I recently delivered a service (ABAP OPEN SQL Optimization)
for a customer and the customer asked me: “What’s the upper limit of indexes
per table”. Three possible answers came immediately to my mind:

  1. 32767; since that was the technical limit on that DB.
  2. 42; since 42 is always a nice answer when asked for a figure.
  3. “IT DEPENDS”; since that answer is almost always correct.

I get this question on a regular basis, approximately once a
month. I immediately discarded 1.) since that’s written in the documentation and
a RTFM (Read The Fine Manual) would have been enough, but I thought the
customer wanted to know the practical upper limit not the technical upper
limit. So I was left with 2.) and 3.) and I decided for 2.). There were many
good old (grey haired) ABAP developers in the group so I thought it was save to
give this answer and then come to 3.).

 

This is what happened:

 

Customer: “What’s the upper limit of indexes per table”.

 

Me: “There is only one definite answer to this question: The upper limit of

indexes per table is 42!”

 

Nobody was laughing. Silence. Everybody was staring at me.
Obviously nobody knew The Hitchhiker's Guide to the Galaxy.

LEARNING: Never use 42 as an answer when people don’t know it.

+ + + +

- To be done:
a - In the account of the index-limit question, reproduce the passage starting at "I recently delivered" and ending at "almost always correct.", substituting "secondary indexes" for "indexes".
b - Decide whether each statement agrees with the account of the index-limit question, and support each answer with the deciding words from it. (i) The customer asked about the upper limit of indexes per table. (ii) The writer gets this question about once a week. (iii) The group laughed at the answer 42.
c - Carry on the account of the index-limit question from its last sentence.

- Records from a point-labeling set:
+ + + +

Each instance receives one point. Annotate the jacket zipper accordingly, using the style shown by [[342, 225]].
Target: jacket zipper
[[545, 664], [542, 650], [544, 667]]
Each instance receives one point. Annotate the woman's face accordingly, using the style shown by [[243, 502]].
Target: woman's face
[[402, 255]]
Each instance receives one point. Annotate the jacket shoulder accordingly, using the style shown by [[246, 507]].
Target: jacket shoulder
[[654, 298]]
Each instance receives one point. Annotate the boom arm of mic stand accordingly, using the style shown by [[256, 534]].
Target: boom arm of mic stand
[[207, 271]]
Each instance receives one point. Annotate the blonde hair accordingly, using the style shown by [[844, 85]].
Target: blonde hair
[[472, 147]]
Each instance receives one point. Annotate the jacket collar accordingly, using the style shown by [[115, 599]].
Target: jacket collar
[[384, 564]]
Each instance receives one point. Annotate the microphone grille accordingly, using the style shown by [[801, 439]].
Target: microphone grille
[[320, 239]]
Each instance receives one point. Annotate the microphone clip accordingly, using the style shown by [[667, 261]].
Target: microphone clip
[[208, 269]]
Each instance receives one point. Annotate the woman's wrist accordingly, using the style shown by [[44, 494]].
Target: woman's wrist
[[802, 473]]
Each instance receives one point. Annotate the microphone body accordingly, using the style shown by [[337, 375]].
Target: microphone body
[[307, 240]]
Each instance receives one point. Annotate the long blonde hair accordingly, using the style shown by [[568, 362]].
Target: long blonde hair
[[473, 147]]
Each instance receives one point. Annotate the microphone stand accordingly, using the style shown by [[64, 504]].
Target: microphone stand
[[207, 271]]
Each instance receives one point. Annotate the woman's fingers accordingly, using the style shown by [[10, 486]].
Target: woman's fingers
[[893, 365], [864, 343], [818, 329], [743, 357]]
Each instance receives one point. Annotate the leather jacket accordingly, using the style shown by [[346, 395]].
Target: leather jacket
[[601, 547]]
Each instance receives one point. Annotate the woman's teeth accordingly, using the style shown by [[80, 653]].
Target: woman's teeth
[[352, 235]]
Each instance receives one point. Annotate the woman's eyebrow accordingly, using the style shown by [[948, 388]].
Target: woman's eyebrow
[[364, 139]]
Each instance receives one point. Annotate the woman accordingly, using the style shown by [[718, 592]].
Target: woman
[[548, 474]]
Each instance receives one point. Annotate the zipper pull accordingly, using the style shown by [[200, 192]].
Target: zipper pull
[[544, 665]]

+ + + +

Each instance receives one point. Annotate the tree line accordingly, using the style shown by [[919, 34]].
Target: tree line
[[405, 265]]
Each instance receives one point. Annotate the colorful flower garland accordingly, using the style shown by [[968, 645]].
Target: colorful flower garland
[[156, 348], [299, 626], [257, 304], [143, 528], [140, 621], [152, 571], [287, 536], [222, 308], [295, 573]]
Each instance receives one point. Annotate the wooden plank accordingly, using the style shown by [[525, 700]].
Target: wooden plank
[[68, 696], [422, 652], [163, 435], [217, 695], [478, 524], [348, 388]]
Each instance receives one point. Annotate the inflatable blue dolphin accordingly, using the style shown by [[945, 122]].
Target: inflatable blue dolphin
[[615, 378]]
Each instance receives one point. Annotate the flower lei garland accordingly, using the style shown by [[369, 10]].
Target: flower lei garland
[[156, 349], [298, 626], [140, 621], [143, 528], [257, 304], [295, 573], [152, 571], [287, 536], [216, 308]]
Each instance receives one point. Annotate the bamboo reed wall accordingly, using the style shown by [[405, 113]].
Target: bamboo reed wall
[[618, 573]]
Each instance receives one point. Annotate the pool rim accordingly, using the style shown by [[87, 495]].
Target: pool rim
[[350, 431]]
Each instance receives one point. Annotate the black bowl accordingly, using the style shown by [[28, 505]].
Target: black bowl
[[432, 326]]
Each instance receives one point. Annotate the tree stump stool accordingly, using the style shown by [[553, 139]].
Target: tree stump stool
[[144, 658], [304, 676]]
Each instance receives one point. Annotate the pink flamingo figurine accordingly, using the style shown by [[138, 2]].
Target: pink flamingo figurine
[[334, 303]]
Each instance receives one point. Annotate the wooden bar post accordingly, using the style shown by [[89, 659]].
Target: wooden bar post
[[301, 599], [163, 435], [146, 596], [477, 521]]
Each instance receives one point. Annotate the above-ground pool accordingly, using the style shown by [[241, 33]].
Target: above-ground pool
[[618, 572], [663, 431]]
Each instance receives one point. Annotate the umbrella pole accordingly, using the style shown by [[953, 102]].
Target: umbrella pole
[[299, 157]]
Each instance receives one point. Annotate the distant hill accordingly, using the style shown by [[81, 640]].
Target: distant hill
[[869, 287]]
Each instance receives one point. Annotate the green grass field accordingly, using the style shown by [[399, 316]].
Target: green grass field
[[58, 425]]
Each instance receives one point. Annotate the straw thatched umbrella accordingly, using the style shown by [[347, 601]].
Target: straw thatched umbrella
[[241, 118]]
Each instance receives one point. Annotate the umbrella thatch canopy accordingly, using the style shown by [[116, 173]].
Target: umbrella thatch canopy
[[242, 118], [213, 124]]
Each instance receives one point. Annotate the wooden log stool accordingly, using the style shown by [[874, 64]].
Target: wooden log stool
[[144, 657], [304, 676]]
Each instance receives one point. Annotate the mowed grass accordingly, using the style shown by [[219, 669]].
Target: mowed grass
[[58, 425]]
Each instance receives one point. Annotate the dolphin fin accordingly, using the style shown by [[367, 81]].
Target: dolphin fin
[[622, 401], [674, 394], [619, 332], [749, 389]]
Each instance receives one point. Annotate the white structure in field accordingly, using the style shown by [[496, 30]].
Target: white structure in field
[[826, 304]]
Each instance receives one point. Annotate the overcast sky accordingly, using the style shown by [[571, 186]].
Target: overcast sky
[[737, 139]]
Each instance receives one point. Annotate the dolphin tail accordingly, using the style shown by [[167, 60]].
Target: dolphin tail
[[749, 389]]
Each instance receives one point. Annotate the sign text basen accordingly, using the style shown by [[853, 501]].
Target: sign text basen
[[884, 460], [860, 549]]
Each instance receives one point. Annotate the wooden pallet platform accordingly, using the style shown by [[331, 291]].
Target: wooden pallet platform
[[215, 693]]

+ + + +

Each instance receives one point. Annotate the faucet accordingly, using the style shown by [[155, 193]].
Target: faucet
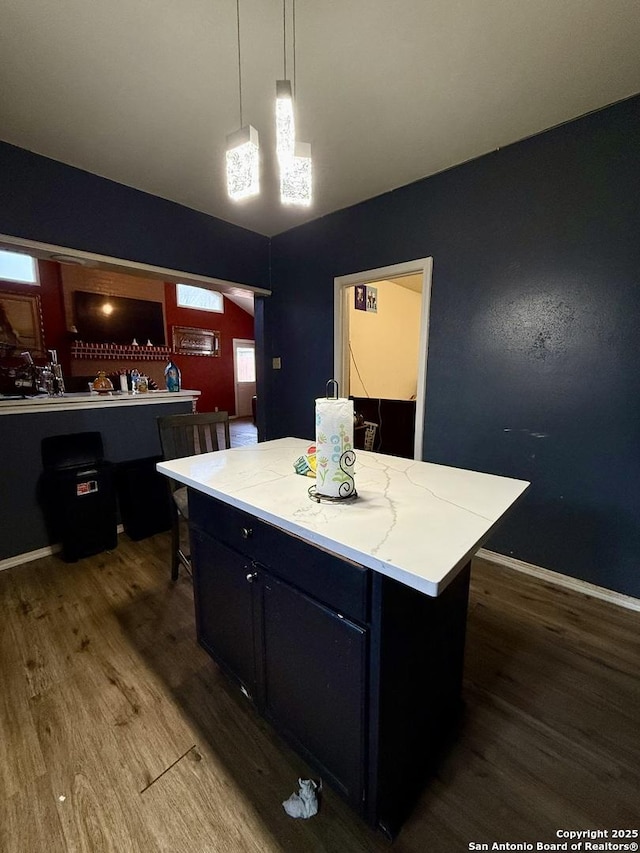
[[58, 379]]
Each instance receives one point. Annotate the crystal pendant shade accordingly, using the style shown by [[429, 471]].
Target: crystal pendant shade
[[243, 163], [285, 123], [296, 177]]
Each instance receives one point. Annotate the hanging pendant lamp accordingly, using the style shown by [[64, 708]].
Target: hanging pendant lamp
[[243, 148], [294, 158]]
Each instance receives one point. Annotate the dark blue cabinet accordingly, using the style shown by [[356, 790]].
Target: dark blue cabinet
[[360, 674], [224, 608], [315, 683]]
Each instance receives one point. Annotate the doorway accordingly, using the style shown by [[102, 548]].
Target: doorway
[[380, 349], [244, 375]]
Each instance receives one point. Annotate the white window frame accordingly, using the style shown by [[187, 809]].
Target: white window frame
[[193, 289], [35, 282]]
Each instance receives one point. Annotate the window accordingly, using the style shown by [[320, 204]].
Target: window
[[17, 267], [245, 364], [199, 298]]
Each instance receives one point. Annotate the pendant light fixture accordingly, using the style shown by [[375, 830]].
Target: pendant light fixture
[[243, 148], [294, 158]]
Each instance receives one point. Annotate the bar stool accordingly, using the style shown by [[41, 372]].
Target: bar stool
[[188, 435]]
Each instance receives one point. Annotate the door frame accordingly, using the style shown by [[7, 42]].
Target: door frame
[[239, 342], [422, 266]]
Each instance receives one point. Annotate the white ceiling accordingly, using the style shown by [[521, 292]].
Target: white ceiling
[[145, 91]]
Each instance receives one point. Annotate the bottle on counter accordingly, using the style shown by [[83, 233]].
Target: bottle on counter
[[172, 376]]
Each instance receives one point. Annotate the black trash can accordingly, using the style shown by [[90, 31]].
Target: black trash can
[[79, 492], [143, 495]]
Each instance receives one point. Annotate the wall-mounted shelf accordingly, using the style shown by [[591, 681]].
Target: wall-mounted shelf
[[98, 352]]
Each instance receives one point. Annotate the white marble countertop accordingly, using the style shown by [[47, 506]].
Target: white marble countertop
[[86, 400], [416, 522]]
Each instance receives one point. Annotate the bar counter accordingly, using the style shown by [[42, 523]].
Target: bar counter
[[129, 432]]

+ + + +

- The answers:
a -
I recently delivered a service (ABAP OPEN SQL Optimization)
for a customer and the customer asked me: “What’s the upper limit of secondary indexes
per table”. Three possible answers came immediately to my mind:

  1. 32767; since that was the technical limit on that DB.
  2. 42; since 42 is always a nice answer when asked for a figure.
  3. “IT DEPENDS”; since that answer is almost always correct.

b -
(i) Yes: "What’s the upper limit of indexes per table"
(ii) No: "approximately once a month"
(iii) No: "Nobody was laughing."

c -
Now my trouble was two-fold: Firstly I had to explain why I said 42

and next I had to explain that 42 is not the correct answer but “IT
DEPENDS”.

 

The nice thing about answer 3.) “IT DEPENDS” is that it is
almost always a correct answer. Always? No… of course it depends on the
question if “IT DEPENDS” is the correct answer… 😉 . The bad thing about this
answer is that you are supposed to explain on
what
it depends… .

 

So: The upper limit of indexes per table depends on

 

  • the type of the SQL and DML workload on the table
  • whether reading (SQL) or writing (DML) performance
    matters in your business processes
  • the columns in the indexes and the type of changes on
    these columns
  • your hardware, your cache size, your IO subsystem
  • and even more things

         

If you are really interested in indexes in detail I recommend reading
this book. In my book you will find a section on this topic as well.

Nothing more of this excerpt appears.